▶ _Quoted passage_:
Irom Sharmila decides to stay away from home and mother
Sharmila, 42, is now continuing her 14-year-old fast from a small makeshift shelter outside the government-run Jawahar Lal Nehru Institute of Medical Sciences and Hospital in Imphal

Sharmila, 42, is now continuing her 14-year-old fast from a small makeshift shelter outside the government-run Jawahar Lal Nehru Institute of Medical Sciences and Hospital in Imphal where she was forced fed through nose under police detention.
Her house where her mother and brother stay is only a few metres away from the hospital.
"But Sharmila has decided not to go to the house nor meet her mother till her demands of repealing the 'draconian' Armed Forces Special Powers Act (AFSPA) is met by the government," Sharmila's brother Irom Singhajit told PTI from Imphal.
Sharmila has, however, been meeting his elder brother ever since she walked out of the hospital-turned-prison yesterday after a local court absolved her of the charge of attempt to commit suicide by means of fasting.

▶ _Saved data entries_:
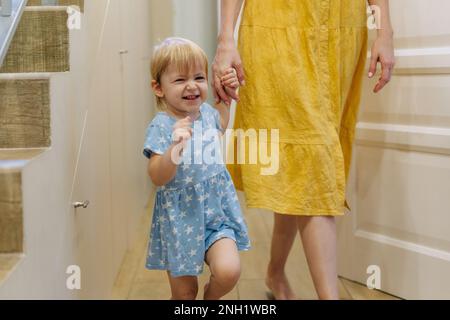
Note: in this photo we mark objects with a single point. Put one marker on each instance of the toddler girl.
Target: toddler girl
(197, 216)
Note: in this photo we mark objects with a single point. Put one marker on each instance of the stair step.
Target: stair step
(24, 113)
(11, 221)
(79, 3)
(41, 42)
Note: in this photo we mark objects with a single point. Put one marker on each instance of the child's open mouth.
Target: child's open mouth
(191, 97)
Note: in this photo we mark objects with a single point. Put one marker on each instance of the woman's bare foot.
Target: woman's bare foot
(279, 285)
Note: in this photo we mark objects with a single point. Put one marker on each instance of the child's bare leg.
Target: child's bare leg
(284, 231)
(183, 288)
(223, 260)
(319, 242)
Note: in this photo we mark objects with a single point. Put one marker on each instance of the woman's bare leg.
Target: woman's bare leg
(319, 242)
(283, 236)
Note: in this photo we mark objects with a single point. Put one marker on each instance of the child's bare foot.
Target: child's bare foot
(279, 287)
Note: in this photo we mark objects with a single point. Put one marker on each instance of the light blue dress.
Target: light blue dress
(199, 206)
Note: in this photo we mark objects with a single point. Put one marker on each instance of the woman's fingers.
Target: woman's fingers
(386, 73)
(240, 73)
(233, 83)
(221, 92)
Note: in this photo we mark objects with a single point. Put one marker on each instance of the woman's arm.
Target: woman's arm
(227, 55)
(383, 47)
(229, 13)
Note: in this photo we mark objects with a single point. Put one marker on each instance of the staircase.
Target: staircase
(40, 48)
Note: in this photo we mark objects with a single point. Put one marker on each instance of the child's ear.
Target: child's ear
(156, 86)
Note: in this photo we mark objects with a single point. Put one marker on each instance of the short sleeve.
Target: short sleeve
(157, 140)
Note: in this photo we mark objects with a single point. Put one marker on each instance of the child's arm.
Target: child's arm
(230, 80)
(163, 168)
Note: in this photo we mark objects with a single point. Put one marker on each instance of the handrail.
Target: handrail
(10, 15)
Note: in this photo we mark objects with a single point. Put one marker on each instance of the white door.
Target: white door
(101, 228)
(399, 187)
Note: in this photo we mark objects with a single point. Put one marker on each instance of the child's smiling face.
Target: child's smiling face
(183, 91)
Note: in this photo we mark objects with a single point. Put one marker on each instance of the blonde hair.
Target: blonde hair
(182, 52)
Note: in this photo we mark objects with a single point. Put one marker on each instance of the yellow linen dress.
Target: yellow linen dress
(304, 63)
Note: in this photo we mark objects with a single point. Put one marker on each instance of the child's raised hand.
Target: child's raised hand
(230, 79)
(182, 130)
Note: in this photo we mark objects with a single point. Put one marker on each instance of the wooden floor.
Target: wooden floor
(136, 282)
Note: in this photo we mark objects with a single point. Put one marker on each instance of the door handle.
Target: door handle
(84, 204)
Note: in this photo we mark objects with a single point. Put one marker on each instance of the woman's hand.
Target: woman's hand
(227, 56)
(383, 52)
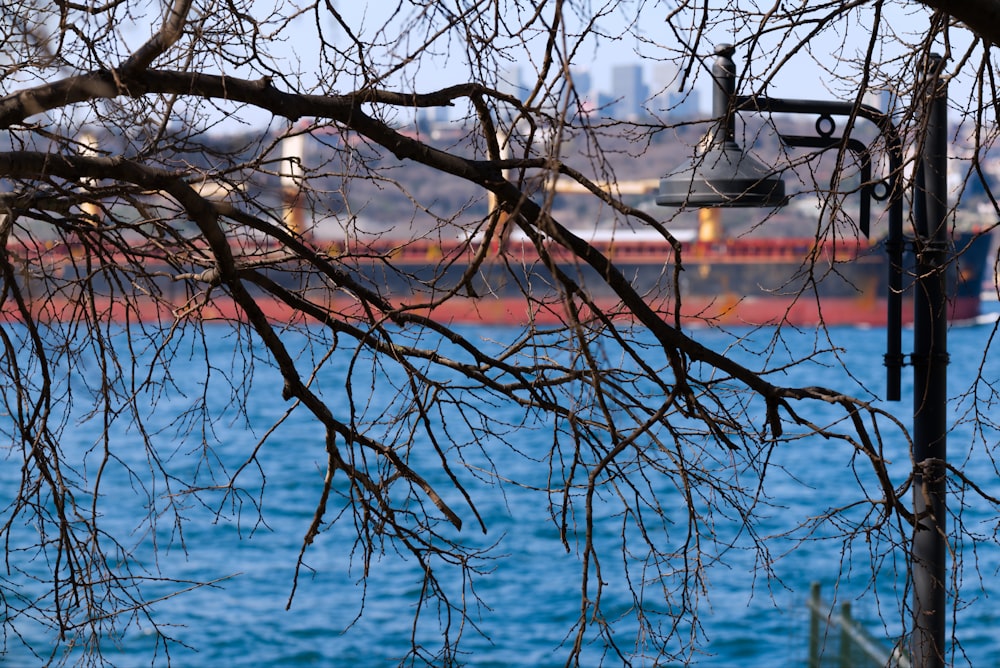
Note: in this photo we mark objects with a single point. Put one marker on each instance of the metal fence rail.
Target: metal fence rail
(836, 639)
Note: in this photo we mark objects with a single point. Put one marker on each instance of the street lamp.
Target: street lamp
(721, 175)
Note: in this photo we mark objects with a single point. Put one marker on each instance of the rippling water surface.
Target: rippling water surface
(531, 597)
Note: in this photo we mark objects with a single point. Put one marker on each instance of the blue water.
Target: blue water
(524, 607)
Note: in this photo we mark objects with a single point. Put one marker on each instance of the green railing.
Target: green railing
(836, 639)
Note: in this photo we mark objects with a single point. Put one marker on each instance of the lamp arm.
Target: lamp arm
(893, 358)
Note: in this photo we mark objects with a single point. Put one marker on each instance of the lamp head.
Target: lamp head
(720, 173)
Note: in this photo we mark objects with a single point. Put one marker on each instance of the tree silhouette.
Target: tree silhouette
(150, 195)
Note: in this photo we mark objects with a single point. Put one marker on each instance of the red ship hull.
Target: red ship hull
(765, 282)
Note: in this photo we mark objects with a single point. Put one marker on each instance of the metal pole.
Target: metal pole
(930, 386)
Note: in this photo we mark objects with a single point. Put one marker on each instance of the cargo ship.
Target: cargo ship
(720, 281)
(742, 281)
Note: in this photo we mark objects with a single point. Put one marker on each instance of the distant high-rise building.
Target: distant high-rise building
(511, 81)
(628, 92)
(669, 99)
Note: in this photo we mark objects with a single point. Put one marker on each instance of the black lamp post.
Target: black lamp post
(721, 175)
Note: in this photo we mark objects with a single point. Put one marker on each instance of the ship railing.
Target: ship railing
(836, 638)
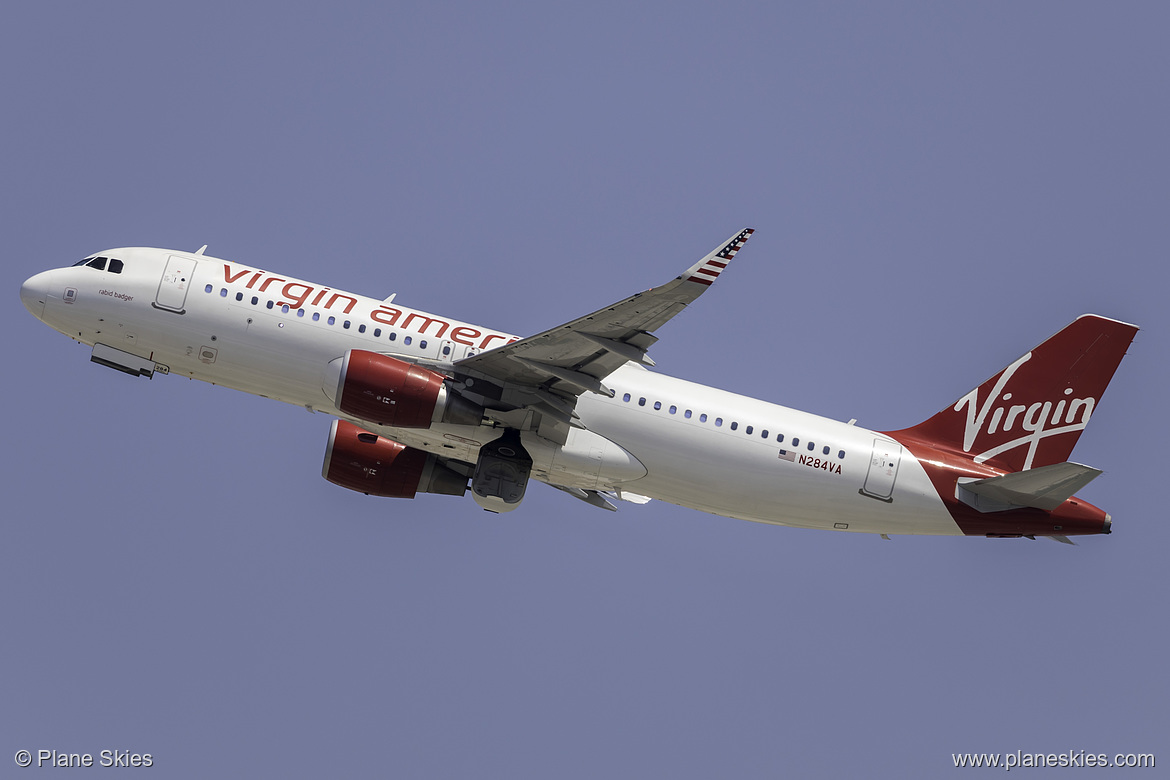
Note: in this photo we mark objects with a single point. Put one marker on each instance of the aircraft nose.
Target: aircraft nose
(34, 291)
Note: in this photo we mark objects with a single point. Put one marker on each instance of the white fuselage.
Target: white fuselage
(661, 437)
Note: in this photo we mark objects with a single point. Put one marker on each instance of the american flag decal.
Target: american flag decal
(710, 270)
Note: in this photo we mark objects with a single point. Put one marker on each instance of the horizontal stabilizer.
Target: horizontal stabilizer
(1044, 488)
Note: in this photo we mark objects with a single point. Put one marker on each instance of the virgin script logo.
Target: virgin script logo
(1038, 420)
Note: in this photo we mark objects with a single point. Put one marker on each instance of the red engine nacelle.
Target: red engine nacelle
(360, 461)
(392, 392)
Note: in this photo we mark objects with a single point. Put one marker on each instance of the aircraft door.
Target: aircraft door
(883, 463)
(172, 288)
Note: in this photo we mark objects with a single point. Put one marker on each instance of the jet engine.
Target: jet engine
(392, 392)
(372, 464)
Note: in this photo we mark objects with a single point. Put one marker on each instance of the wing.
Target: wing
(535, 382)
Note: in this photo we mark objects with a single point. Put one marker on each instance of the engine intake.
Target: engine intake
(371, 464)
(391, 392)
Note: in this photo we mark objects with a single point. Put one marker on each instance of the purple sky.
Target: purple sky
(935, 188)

▶ _Exercise 1_: Name every proper name that appears in the news report on Irom Sharmila, listing each only once.
▶ _Exercise 2_: Continue the news report on Irom Sharmila, picking up after its final sentence.

▶ _Final answer 1_:
Irom Sharmila
Jawahar Lal Nehru Institute of Medical Sciences and Hospital
Imphal
Armed Forces Special Powers Act (AFSPA)
Irom Singhajit
PTI

▶ _Final answer 2_:
"My mother has said that let her continue the fast and I will meet her only when her mission is accomplished," Singhajit said.
After Sharmila began her fast on November 5, 2000, she had declared that she would not see her mother during the fasting period to avoid any emotional outbursts.
Since then, the duo had seen each other only once when her mother Shakhi Devi, in his eighties, was also admitted to the same hospital in 2009.
"I don't want her to be weak in this fight. She needs continuous courage to go on," Shakhi had told PTI earlier.